### [Supplied data]
━━━━━━━━━━
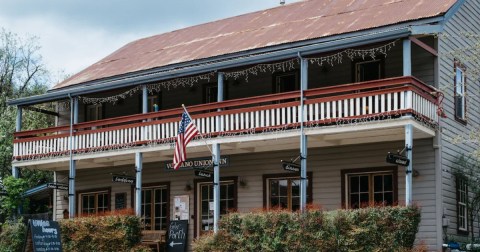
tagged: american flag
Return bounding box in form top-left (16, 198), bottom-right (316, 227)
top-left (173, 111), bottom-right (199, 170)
━━━━━━━━━━
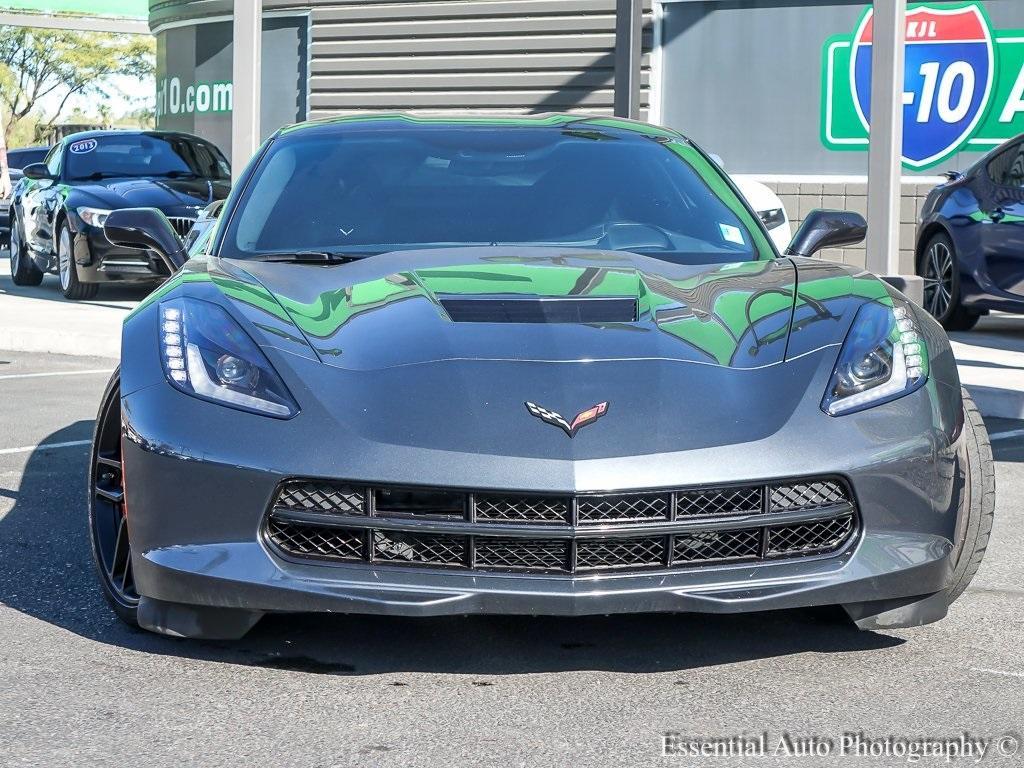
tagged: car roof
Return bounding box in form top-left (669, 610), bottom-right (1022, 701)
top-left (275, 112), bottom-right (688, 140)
━━━━━━━━━━
### [Goal]
Can you reproduce, word for word, the lines of the listing starting at the one containing "tagged: car roof" and ending at the one containing "top-left (275, 112), bottom-right (688, 140)"?

### [Exercise output]
tagged: car roof
Return bounding box in form top-left (669, 610), bottom-right (1022, 701)
top-left (275, 112), bottom-right (688, 140)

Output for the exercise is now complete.